Your task →
Convert the lines from the beginning of the listing through the line containing "box: [294, 110, 495, 687]", inclusive, into a JSON list of strings with one string per line, skipping blank lines. Leave the pictures out of the answer.

** Records for this exercise follows **

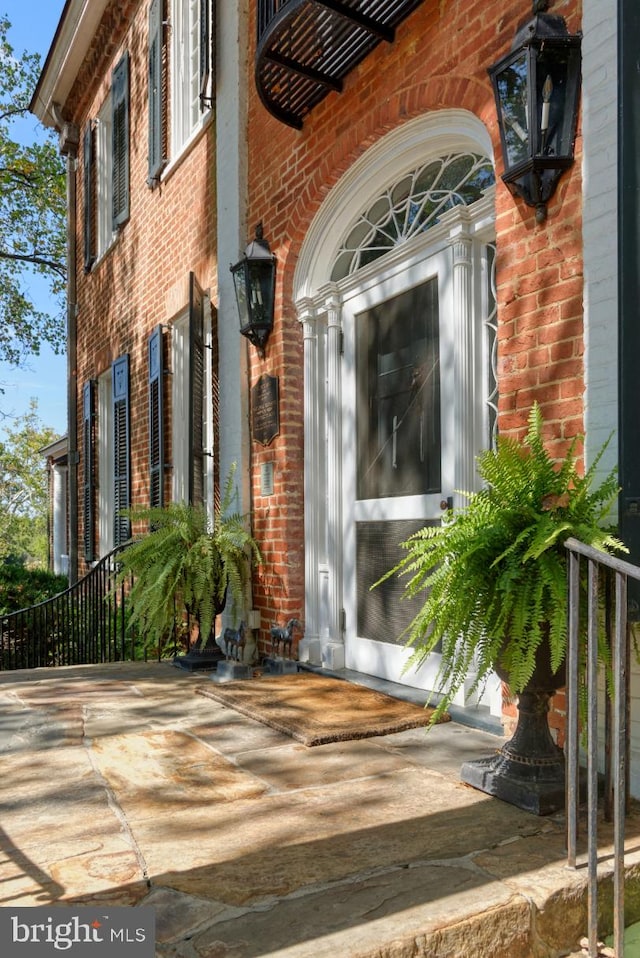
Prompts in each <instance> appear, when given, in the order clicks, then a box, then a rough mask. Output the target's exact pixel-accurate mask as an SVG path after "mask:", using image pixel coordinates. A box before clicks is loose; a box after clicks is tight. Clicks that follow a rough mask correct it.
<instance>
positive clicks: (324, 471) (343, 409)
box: [294, 110, 495, 687]
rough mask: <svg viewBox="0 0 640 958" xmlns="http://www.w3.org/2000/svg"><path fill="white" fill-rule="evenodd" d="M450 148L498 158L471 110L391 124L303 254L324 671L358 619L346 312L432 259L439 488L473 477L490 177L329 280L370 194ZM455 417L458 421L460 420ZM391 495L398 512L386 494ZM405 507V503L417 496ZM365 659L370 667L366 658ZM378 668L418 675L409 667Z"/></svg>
mask: <svg viewBox="0 0 640 958" xmlns="http://www.w3.org/2000/svg"><path fill="white" fill-rule="evenodd" d="M458 153H460V154H474V155H477V156H480V157H483V156H484V157H486V158H488V159H489V160H491V158H492V149H491V141H490V138H489V135H488V132H487V130H486V128H485V127H484V126H483V124H482V123H481V122H480V121H479V120H478V119H477V117H475V116H473V115H472V114H470V113H468V112H466V111H457V110H446V111H439V112H436V113H432V114H428V115H426V116H424V117H419V118H416V119H414V120H412V121H409V122H408V123H406V124H404V125H403V126H402V127H399V128H398V129H396V130H394V131H393V132H392V133H390V134H388V135H387V136H386V137H384V138H383V139H382V140H381V141H379V142H378V143H377V144H375V145H374V146H373V147H371V148H370V149H369V150H368V151H367V152H366V153H365V154H364V155H363V156H362V157H360V159H359V160H358V161H357V162H356V163H355V164H354V165H353V167H351V169H350V170H349V171H348V172H347V173H346V174H345V175H344V176H343V177H342V179H341V180H340V181H339V182H338V183H337V184H336V185H335V186H334V188H333V189H332V190H331V192H330V193H329V195H328V196H327V199H326V200H325V202H324V203H323V205H322V207H321V209H320V210H319V211H318V213H317V215H316V217H315V218H314V220H313V222H312V224H311V226H310V228H309V231H308V234H307V236H306V238H305V241H304V244H303V246H302V249H301V252H300V256H299V259H298V263H297V267H296V271H295V275H294V296H295V304H296V309H297V313H298V318H299V320H300V322H301V323H302V325H303V335H304V414H305V592H306V595H305V638H304V640H303V641H302V643H301V647H300V657H301V659H303V660H305V659H306V660H307V661H309V662H311V663H313V664H317V665H322V666H324V667H326V668H330V669H340V668H343V667H344V666H345V629H346V632H347V646H349V642H350V641H351V638H352V637H351V632H352V631H353V630H354V629H355V622H354V619H355V615H354V609H353V601H352V597H350V596H349V594H348V593H349V592H350V586H349V582H350V581H351V582H352V581H353V564H354V561H355V558H354V557H355V547H354V543H353V529H354V528H355V522H356V521H358V518H357V516H354V515H352V514H351V512H352V506H351V504H352V501H353V500H355V494H353V495H352V493H353V491H354V478H353V476H354V466H353V462H352V459H353V458H354V457H355V436H354V435H352V433H353V430H354V423H355V417H354V416H353V415H349V412H352V411H353V408H352V407H353V402H354V392H353V375H354V371H353V366H354V362H355V360H354V356H353V348H352V347H353V324H354V316H355V314H356V313H357V312H358V311H362V310H363V309H367V308H369V307H370V306H371V307H373V306H375V305H376V304H377V303H380V302H381V301H382V300H384V299H385V298H388V297H389V296H390V295H395V294H396V293H398V292H400V293H401V292H402V291H403V290H406V289H410V288H412V287H416V286H418V285H419V284H421V283H422V282H424V280H425V278H426V277H427V276H428V275H429V269H431V268H433V264H434V263H437V264H438V271H439V272H438V282H439V284H441V288H442V295H441V297H440V300H441V303H442V305H443V309H444V311H445V312H443V318H441V328H442V323H443V322H444V323H445V326H446V329H445V333H446V335H445V340H446V341H445V343H444V347H445V351H444V354H443V355H442V356H441V361H442V362H444V366H442V367H441V377H444V376H445V375H446V376H447V389H446V392H445V393H444V394H443V399H444V397H445V395H446V397H447V408H446V410H445V411H444V412H443V419H442V423H443V429H444V428H445V427H446V428H447V440H448V448H449V450H450V459H449V462H448V463H447V464H446V470H445V471H446V472H447V489H446V490H445V489H444V486H443V489H442V495H446V496H450V495H451V496H453V497H454V502H455V499H456V494H455V491H454V490H460V489H465V490H468V489H473V488H474V487H475V485H476V479H475V468H474V465H475V455H476V454H477V453H478V452H479V451H480V449H482V448H484V447H486V445H487V443H488V442H489V434H490V431H491V427H492V422H491V415H490V411H489V406H488V403H489V399H490V393H491V391H492V389H491V382H490V379H491V377H490V375H489V374H488V372H487V370H488V369H489V367H490V365H491V357H490V356H489V355H488V351H490V349H491V344H490V336H489V335H488V333H489V326H491V323H493V319H492V318H491V321H489V317H490V314H491V315H492V314H493V311H494V305H493V303H492V302H491V303H490V302H489V300H490V299H491V295H490V293H489V292H487V291H488V290H489V289H490V286H491V278H492V271H493V262H494V257H493V249H494V248H493V246H492V244H493V242H494V230H495V226H494V220H495V214H494V198H493V188H488V189H486V191H485V192H484V194H483V195H481V196H480V197H479V198H478V199H475V200H474V201H473V202H471V203H470V204H469V205H453V206H451V204H450V203H448V204H447V206H449V207H450V208H447V206H443V207H442V208H441V209H440V210H439V211H438V216H437V218H435V219H433V221H432V222H431V223H430V224H428V228H427V227H426V226H425V227H424V228H423V229H417V230H416V229H415V226H414V227H413V229H412V232H411V233H410V234H407V235H406V236H405V235H402V236H399V237H398V238H396V239H395V240H393V239H392V240H391V241H388V242H387V241H386V240H385V244H386V249H385V250H384V251H383V253H381V254H380V253H376V254H375V256H370V257H368V258H369V259H370V260H371V261H368V262H367V260H366V259H365V262H366V265H363V266H361V267H360V268H358V269H356V270H355V271H353V272H351V273H348V274H347V275H344V276H343V275H342V273H340V278H339V279H338V280H337V281H336V280H332V278H331V277H332V276H335V275H336V270H335V264H336V257H337V256H338V255H339V254H340V253H341V251H342V250H344V246H345V244H346V245H349V244H348V243H347V240H348V239H350V238H351V235H352V234H353V229H354V224H356V222H357V221H358V218H359V217H360V218H362V214H363V210H365V209H366V208H367V203H368V204H369V205H371V204H374V206H375V200H376V197H377V196H378V195H379V194H381V193H382V192H384V191H385V190H386V191H388V192H389V194H391V187H392V186H393V184H395V183H398V182H399V180H400V178H402V177H405V176H406V179H410V177H409V176H408V174H409V173H410V171H415V170H417V169H422V168H424V167H425V164H427V161H429V160H430V159H431V158H433V159H434V161H437V159H438V158H442V157H444V156H455V155H456V154H458ZM403 209H404V210H405V212H404V216H405V219H408V216H409V214H408V213H407V212H406V210H407V209H412V208H411V207H408V206H407V207H405V208H403ZM395 225H396V226H397V223H396V224H395ZM355 232H356V234H357V229H356V231H355ZM378 235H379V234H378V233H375V236H374V241H375V239H376V237H377V236H378ZM380 235H381V234H380ZM429 264H431V265H429ZM492 328H493V327H492ZM445 367H446V368H445ZM442 405H444V402H443V403H442ZM345 411H346V412H345ZM460 423H464V429H460V428H457V427H456V424H460ZM345 430H346V432H345ZM452 432H453V436H452V434H451V433H452ZM419 498H420V497H419ZM422 498H424V497H422ZM377 502H380V500H377ZM387 502H388V503H389V504H390V509H391V511H390V518H392V519H393V518H395V513H394V505H393V503H394V500H393V499H391V500H387ZM405 504H406V503H405ZM354 505H355V503H354ZM408 506H409V512H411V509H412V508H413V506H412V505H411V503H409V504H408ZM359 508H360V509H361V510H362V509H363V508H364V509H365V511H366V508H367V507H366V504H365V505H363V504H362V503H360V504H359ZM397 511H398V510H396V512H397ZM400 512H401V515H405V513H402V510H400ZM418 518H419V517H418ZM345 582H346V583H347V587H346V589H345ZM351 591H353V590H351ZM350 637H351V638H350ZM381 644H382V643H381ZM396 649H398V647H397V646H396ZM401 651H402V655H401V656H400V658H401V659H402V658H403V657H405V658H406V656H404V652H405V650H404V649H402V650H401ZM356 667H358V666H357V665H356ZM361 670H362V671H366V670H367V669H366V666H365V667H363V668H361ZM372 672H374V674H381V675H384V669H382V670H380V669H378V670H377V671H376V667H375V666H373V668H372ZM392 672H393V670H392ZM384 677H387V678H393V679H394V680H395V681H405V682H406V683H407V684H411V685H418V686H419V685H421V684H422V683H421V681H420V680H419V679H418V680H416V677H415V675H412V676H410V677H407V678H404V679H403V678H402V677H401V675H400V674H397V675H396V674H392V675H384ZM425 681H426V680H425ZM425 687H426V686H425Z"/></svg>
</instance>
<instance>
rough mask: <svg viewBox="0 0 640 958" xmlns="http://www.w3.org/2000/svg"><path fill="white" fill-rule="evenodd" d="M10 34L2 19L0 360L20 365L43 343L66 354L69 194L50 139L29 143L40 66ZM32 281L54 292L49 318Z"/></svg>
mask: <svg viewBox="0 0 640 958" xmlns="http://www.w3.org/2000/svg"><path fill="white" fill-rule="evenodd" d="M9 28H10V23H9V21H8V20H7V18H6V16H2V15H0V360H3V361H5V362H9V363H12V364H14V365H19V364H20V362H21V361H22V360H23V359H24V358H25V357H26V356H27V355H29V354H35V355H37V354H38V353H39V350H40V344H41V343H42V342H47V343H49V344H50V345H51V346H52V347H53V349H54V350H55V351H60V350H61V349H62V346H63V337H64V317H63V308H62V307H63V303H62V292H63V289H64V284H65V277H66V262H65V245H66V233H65V216H66V213H65V210H66V190H65V177H64V166H63V163H62V160H61V158H60V156H59V155H58V152H57V145H56V142H55V138H54V136H53V134H51V133H48V132H43V133H42V135H40V136H39V137H38V140H39V142H32V140H33V134H32V133H28V134H27V133H26V132H25V130H26V128H27V124H26V123H25V115H26V113H27V110H28V105H29V102H30V98H31V95H32V93H33V90H34V88H35V85H36V82H37V79H38V75H39V71H40V58H39V56H38V54H35V53H23V54H22V56H21V57H17V56H16V55H15V53H14V50H13V48H12V46H11V44H10V43H9V40H8V31H9ZM34 277H43V278H44V280H45V281H46V282H47V283H48V285H49V291H50V297H51V298H50V302H49V309H48V310H47V311H46V312H44V311H42V310H40V309H38V308H37V307H36V305H35V303H34V302H33V298H32V296H31V294H30V291H29V284H30V282H32V281H33V279H34Z"/></svg>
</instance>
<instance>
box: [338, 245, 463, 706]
mask: <svg viewBox="0 0 640 958" xmlns="http://www.w3.org/2000/svg"><path fill="white" fill-rule="evenodd" d="M452 277H453V251H452V248H451V247H448V248H445V249H444V250H441V251H440V252H438V253H437V254H434V255H431V256H428V257H427V256H422V257H420V256H418V257H416V258H414V259H413V260H412V261H410V262H408V263H407V264H406V265H403V266H401V267H398V268H396V269H395V270H393V271H390V272H389V273H388V274H387V275H383V276H382V277H377V278H376V279H375V282H371V283H369V284H367V285H365V286H364V287H363V288H360V289H356V290H354V291H353V292H352V293H351V294H350V295H348V296H347V297H345V300H344V301H343V313H342V320H343V335H344V355H343V388H342V399H343V407H342V436H343V490H344V495H343V529H344V531H343V536H344V540H343V543H344V607H345V620H344V625H345V659H346V666H347V668H351V669H356V670H357V671H359V672H365V673H367V674H370V675H376V676H379V677H382V678H385V679H389V680H392V681H395V682H405V683H407V684H410V685H416V686H420V687H423V688H433V687H434V682H435V677H436V674H437V670H438V666H439V656H437V655H433V656H431V657H430V659H429V661H428V662H426V663H425V664H424V665H423V666H422V668H421V669H420V672H419V674H416V673H415V670H412V671H410V672H408V673H406V674H405V673H404V666H405V664H406V662H407V659H408V658H409V655H410V650H408V649H407V648H406V647H405V643H406V637H405V636H404V635H403V633H404V631H405V629H406V628H407V626H408V624H409V623H410V621H411V619H412V618H413V616H414V615H415V614H416V612H417V611H418V608H419V606H420V604H421V603H420V602H419V600H405V599H403V598H402V593H403V589H404V581H403V579H402V578H398V577H397V576H394V577H393V578H392V579H389V580H387V581H386V582H384V583H383V584H381V585H379V586H377V587H376V588H374V589H373V590H372V589H371V586H372V585H373V584H374V583H376V582H377V581H378V580H379V579H380V577H381V576H383V575H384V574H385V573H386V572H387V571H388V570H389V569H390V568H392V567H393V566H394V565H395V564H396V562H397V561H398V559H399V558H401V556H402V555H403V554H404V552H403V550H402V549H401V547H400V543H401V542H403V541H405V540H406V539H407V538H408V537H409V536H410V535H411V534H412V533H414V532H416V531H417V530H418V529H420V528H422V527H423V526H425V525H426V524H428V523H438V522H440V521H441V517H442V514H443V511H444V510H445V509H446V508H447V505H448V504H450V503H451V501H452V497H453V494H454V487H455V485H454V484H455V455H456V445H458V444H459V443H460V441H461V438H462V437H461V435H460V432H461V430H462V431H464V429H465V424H464V423H463V422H460V421H456V416H455V406H456V397H455V374H454V366H455V355H454V351H455V343H454V332H455V323H454V303H453V283H452Z"/></svg>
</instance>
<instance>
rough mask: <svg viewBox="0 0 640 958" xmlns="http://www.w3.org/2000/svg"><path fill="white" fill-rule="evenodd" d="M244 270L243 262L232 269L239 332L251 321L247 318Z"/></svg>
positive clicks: (246, 307) (246, 290)
mask: <svg viewBox="0 0 640 958" xmlns="http://www.w3.org/2000/svg"><path fill="white" fill-rule="evenodd" d="M245 269H246V262H245V261H244V260H243V261H242V262H241V263H238V265H237V266H235V267H234V268H233V269H232V273H233V282H234V286H235V290H236V302H237V304H238V316H239V319H240V329H241V330H242V329H245V328H246V327H247V326H248V325H249V323H250V321H251V319H250V316H249V303H248V301H247V280H246V278H245Z"/></svg>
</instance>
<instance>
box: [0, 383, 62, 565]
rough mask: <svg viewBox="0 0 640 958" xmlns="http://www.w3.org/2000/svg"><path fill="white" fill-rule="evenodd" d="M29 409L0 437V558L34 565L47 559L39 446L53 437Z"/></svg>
mask: <svg viewBox="0 0 640 958" xmlns="http://www.w3.org/2000/svg"><path fill="white" fill-rule="evenodd" d="M37 410H38V407H37V403H36V401H35V400H34V399H32V400H31V404H30V408H29V411H28V412H26V413H25V414H24V415H23V416H20V417H18V418H17V419H16V421H15V422H14V424H13V426H11V427H10V428H8V429H7V431H6V437H5V438H4V439H2V440H0V560H2V558H3V557H6V556H15V557H17V558H18V559H21V560H25V561H28V562H30V563H34V564H37V565H43V566H44V565H46V561H47V514H48V495H47V473H46V468H45V461H44V458H43V456H42V452H41V450H42V448H43V446H47V445H48V444H49V443H51V442H53V441H54V440H55V439H56V438H58V437H57V435H56V433H55V431H54V430H53V429H51V428H50V427H49V426H44V425H43V424H42V423H41V421H40V419H39V417H38V411H37Z"/></svg>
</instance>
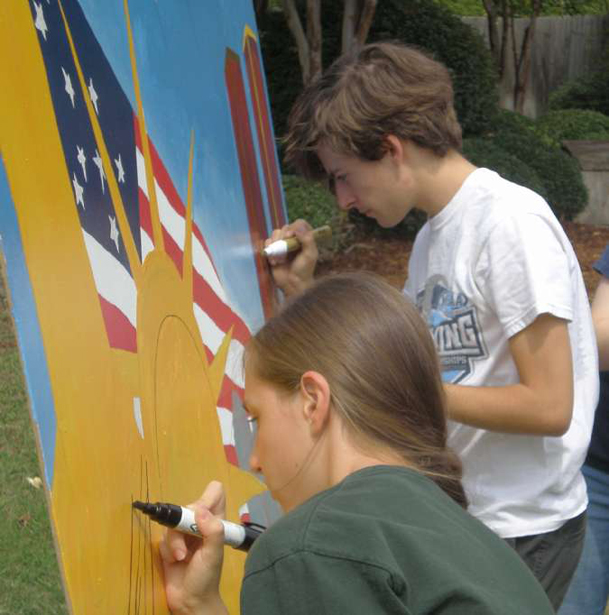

** End of Records for this exercise **

Expected answer →
[
  "Prompts in each <instance> appear, when given, in the order clicks, then a box, then a rough mask. Output the target's exact pixel-accurate mask as an SVG path after \"mask:\", using image pixel coordinates. A box before clicks is loose; a box after clicks is tight. Clicks that follow a rough mask correct it.",
  "<instance>",
  "positive clicks: (324, 471) (343, 409)",
  "box: [294, 110, 495, 687]"
]